(Named-object pointing records)
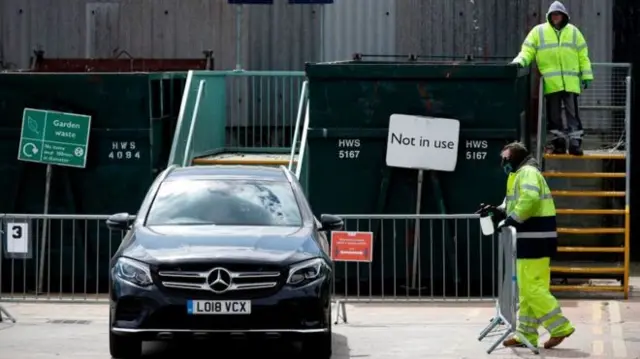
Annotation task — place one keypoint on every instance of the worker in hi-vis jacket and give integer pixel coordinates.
(562, 56)
(529, 208)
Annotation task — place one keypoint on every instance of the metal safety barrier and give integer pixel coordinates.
(420, 258)
(61, 258)
(415, 258)
(507, 302)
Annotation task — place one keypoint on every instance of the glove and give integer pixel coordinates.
(485, 209)
(507, 222)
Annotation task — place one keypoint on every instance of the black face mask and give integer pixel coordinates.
(507, 166)
(513, 162)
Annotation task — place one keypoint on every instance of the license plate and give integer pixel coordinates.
(219, 307)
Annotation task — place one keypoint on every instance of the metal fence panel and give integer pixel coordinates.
(420, 258)
(69, 260)
(417, 258)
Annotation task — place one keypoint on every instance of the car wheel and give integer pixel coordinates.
(124, 347)
(317, 347)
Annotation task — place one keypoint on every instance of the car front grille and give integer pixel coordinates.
(248, 280)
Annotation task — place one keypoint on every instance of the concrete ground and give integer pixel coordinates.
(605, 329)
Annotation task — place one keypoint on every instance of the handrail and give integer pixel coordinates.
(303, 142)
(301, 103)
(186, 159)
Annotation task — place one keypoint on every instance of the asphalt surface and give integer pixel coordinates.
(605, 329)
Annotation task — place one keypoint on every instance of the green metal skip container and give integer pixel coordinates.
(350, 107)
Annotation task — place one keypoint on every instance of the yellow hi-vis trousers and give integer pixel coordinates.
(537, 305)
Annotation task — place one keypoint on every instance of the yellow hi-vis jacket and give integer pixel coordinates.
(529, 203)
(562, 55)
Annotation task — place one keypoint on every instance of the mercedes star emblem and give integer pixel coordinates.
(219, 280)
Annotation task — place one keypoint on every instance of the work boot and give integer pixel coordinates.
(557, 146)
(555, 341)
(575, 147)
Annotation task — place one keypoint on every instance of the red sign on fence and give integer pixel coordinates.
(352, 246)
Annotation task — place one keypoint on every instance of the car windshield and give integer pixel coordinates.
(225, 202)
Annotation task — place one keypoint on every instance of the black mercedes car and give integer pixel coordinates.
(222, 252)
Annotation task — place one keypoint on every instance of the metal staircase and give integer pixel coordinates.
(591, 205)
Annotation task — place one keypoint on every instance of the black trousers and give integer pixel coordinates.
(556, 103)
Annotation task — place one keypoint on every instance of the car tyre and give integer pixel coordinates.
(317, 347)
(124, 347)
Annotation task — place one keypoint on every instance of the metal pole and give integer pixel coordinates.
(627, 199)
(45, 222)
(416, 233)
(187, 160)
(238, 37)
(541, 135)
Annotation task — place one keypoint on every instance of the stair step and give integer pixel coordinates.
(587, 270)
(559, 174)
(591, 230)
(241, 162)
(590, 211)
(589, 156)
(591, 249)
(588, 193)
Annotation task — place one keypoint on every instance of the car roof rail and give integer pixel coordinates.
(287, 173)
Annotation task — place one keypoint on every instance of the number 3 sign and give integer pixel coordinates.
(17, 237)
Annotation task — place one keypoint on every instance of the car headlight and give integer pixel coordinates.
(133, 272)
(308, 270)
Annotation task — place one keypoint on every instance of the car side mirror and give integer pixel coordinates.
(119, 221)
(330, 222)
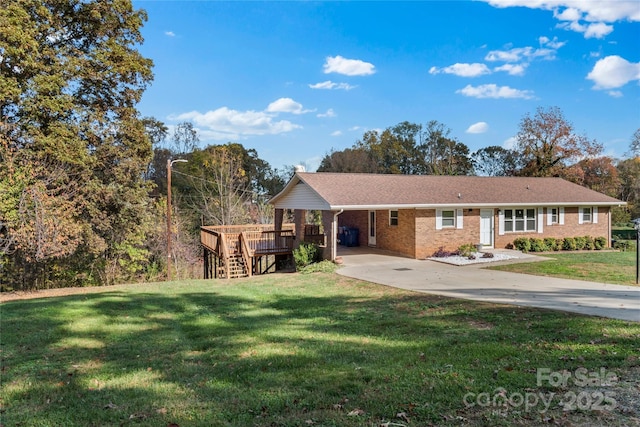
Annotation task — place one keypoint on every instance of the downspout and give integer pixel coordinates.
(334, 232)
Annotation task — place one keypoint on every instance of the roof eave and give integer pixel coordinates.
(469, 205)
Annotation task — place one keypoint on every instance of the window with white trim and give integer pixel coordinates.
(519, 220)
(393, 218)
(448, 218)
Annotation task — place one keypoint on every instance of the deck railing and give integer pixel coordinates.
(260, 239)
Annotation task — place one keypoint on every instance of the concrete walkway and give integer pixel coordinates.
(475, 283)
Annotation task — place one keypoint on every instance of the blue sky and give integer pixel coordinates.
(295, 80)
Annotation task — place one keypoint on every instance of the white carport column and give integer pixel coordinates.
(299, 218)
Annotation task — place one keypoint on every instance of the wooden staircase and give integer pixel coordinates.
(237, 251)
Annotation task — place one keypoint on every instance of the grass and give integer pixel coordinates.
(292, 350)
(603, 267)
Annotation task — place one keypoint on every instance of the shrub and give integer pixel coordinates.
(569, 244)
(589, 243)
(466, 250)
(622, 245)
(537, 245)
(599, 243)
(325, 266)
(580, 243)
(306, 253)
(559, 242)
(522, 244)
(551, 243)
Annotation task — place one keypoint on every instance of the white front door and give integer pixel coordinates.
(486, 227)
(372, 228)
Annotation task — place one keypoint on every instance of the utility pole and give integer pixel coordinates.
(169, 164)
(636, 225)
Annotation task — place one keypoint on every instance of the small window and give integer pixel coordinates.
(393, 218)
(448, 218)
(519, 220)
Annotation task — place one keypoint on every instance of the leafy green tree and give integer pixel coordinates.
(634, 147)
(74, 150)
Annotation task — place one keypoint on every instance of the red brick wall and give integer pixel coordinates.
(399, 238)
(429, 239)
(356, 219)
(570, 228)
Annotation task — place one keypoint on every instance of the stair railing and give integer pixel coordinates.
(247, 253)
(225, 255)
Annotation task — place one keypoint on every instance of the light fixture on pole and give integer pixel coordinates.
(636, 225)
(169, 164)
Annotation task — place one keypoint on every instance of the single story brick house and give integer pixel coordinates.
(416, 215)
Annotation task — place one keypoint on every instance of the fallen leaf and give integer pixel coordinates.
(402, 416)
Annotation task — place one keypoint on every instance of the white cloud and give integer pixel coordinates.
(331, 85)
(348, 67)
(590, 18)
(613, 72)
(480, 127)
(513, 69)
(225, 123)
(462, 70)
(553, 44)
(286, 105)
(494, 91)
(518, 54)
(594, 30)
(329, 113)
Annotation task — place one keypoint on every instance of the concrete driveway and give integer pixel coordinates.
(475, 283)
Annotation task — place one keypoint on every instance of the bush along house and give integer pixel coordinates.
(417, 215)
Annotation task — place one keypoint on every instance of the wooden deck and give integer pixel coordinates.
(239, 250)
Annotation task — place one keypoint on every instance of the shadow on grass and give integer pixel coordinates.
(270, 355)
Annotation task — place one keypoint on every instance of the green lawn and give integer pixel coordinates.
(297, 350)
(603, 267)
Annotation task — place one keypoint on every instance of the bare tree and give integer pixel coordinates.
(548, 144)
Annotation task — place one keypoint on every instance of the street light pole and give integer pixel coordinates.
(169, 164)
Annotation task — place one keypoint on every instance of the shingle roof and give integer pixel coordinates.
(346, 190)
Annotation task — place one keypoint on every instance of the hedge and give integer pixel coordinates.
(535, 244)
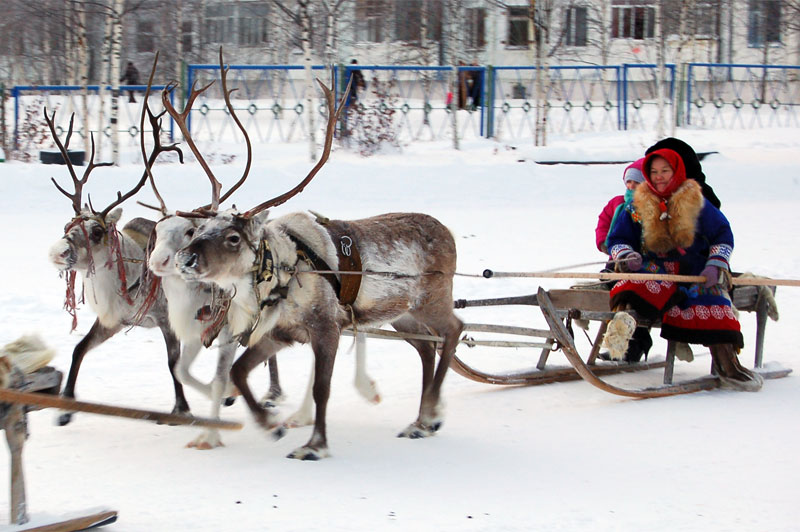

- Aim
Determine how many lines of the entries above contain the word "yellow". State only the number.

- The reply
2